Excerpted text =
97. Interleaving String


Problem Description

Given three strings s1, s2, and s3, we need to determine if s3 can be constructed by interleaving characters from s1 and s2. The interleaving of s1 and s2 should create a sequence where characters from s1 and s2 are alternated, but maintain their relative order from the original strings. There can be more than one character from either string coming in sequence, but overall, the characters from s1 and s2 should come in the exact order they appear in their respective strings.

For example, if s1 = "abc" and s2 = "def", then s3 = "adbcef" would be a valid interleaving. However, s3 = "abcdef" or s3 = "badcfe" would not be valid interleavings, because the relative ordering of the characters from s1 and s2 isn't respected in s3.

Intuition

The intuition for solving this problem lies in dynamic programming. We can imagine forming s3 character by character, making choices at each step of taking the next character from either s1 or s2. If at any point, the characters from s1 or s2 do not match the current character in s3, we cannot proceed further by that route.

The key insight for the solution is to construct a table (or array) that represents whether it is possible to form the prefix s3[0...k] from prefixes of s1 and s2. We initialize an array f of length n+1 (where n is the length of s2), which will help us track if s3 can be formed up to the j-th character of s2. We start by assuming that an empty s3 can be formed without any characters from either string (which is always true).

We then iterate over all characters in both s1 and s2, updating the array at each step. The condition f[j] &= s1[i - 1] == s3[k] checks if we can form the string by taking the next character from s1, while the condition f[j] |= f[j - 1] and s2[j - 1] == s3[k] checks if we can form the string by taking the next character from s2.

This way, we fill up the table iteratively, making sure at every step that we satisfy the condition of interleaving without violating the original order in the given strings. If, by the end of the iteration, we find that f[n] is True, it means that we can form s3 by interleaving s1 and s2. Otherwise, we cannot.

Solution Approach

The solution uses dynamic programming, a method that solves problems by breaking them down into simpler subproblems and stores the results of those subproblems to avoid redundant computations.

Exercise requirements =
[1] Say whether each statement agrees with the interleaving string write-up, answering yes or no and quoting the deciding words: (a) The array f has length one greater than the length of s2. (b) Characters taken from s1 may appear in s3 in any order. (c) If f[n] is True at the end of the iteration, s3 can be formed by interleaving s1 and s2.
[2] Carry on the interleaving string write-up from its last sentence.
The items that follow have no connection to the interleaving string write-up.

Data records =
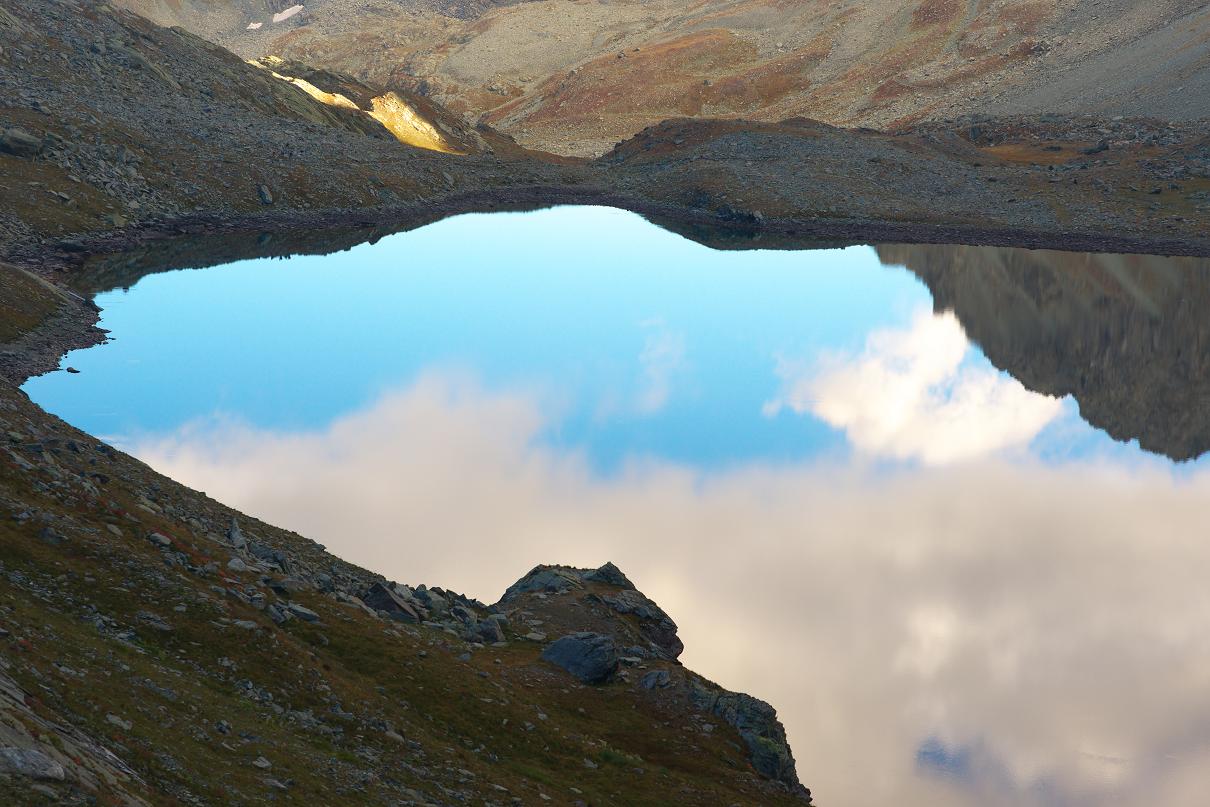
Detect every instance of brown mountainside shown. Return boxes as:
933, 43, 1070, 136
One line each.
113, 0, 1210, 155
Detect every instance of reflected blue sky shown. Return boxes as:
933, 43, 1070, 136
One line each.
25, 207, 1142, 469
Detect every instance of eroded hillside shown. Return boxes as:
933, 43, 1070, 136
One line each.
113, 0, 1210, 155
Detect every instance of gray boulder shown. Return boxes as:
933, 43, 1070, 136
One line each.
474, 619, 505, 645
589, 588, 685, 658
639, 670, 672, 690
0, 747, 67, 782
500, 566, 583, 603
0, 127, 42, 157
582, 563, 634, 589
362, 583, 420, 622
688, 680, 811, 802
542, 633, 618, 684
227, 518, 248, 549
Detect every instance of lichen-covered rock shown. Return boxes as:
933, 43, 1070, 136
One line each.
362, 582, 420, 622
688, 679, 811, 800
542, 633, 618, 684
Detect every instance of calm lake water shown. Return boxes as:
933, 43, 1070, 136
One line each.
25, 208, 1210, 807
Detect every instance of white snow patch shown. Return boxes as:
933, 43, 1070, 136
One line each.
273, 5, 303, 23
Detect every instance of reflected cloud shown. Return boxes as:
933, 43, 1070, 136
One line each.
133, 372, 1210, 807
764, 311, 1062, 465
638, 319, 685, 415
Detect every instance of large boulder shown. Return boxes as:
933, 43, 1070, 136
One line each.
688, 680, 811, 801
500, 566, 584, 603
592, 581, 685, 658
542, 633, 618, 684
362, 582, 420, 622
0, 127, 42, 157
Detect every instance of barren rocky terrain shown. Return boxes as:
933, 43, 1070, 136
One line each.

In response =
[1]
(a) Yes: "We initialize an array f of length n+1 (where n is the length of s2)"
(b) No: "maintain their relative order from the original strings"
(c) Yes: "If, by the end of the iteration, we find that f[n] is True, it means that we can form s3 by interleaving s1 and s2."

[2]
Here's a step-by-step breakdown of the algorithm:

  1. We begin by defining the lengths of s1 and s2 as m and n, respectively. Immediately, we check if the length of s3 is equal to the sum of the lengths of s1 and s2 (m + n). If not, s3 cannot be an interleaving of s1 and s2, and we return False.

  2. We then create an array f of length n+1. f[j] will hold a boolean value indicating whether s3[0...i+j-1] is a valid interleaving of s1[0...i-1] and s2[0...j-1]. Here is a critical observation: f[0] is initialized to True because an empty string is considered an interleaving of two other empty strings by default.

  3. We iterate through both strings s1 and s2 using two nested loops, one for index i ranging from 0 to m, and another for index j ranging from 0 to n. Each iteration represents an attempt to match the character in s3 at the current combined index k = i + j - 1.

  4. For each pair (i, j), if i is not zero, we update f[j] to keep track of whether s3[k] can still match with the character in s1[i - 1]. This is indicated by the operation f[j] &= s1[i - 1] == s3[k].

  5. Similarly, if j is not zero, we update f[j] to see if s3[k] can match with the character s2[j - 1], while also taking into account the value of f[j - 1], which indicates whether the interleaving was possible without considering the current character of s2. This happens with the operation f[j] |= f[j - 1] and s2[j - 1] == s3[k].

  6. After both loops terminate, we return the value of f[n]. If f[n] is True, it means that s3 can be formed by interleaving s1 and s2. Otherwise, it means that it is not possible.

The above steps summarize the dynamic programming approach to solving the interleaving string problem. It's worth noting that the space complexity is optimized to O(n) since we are only using a single one-dimensional array to store the results.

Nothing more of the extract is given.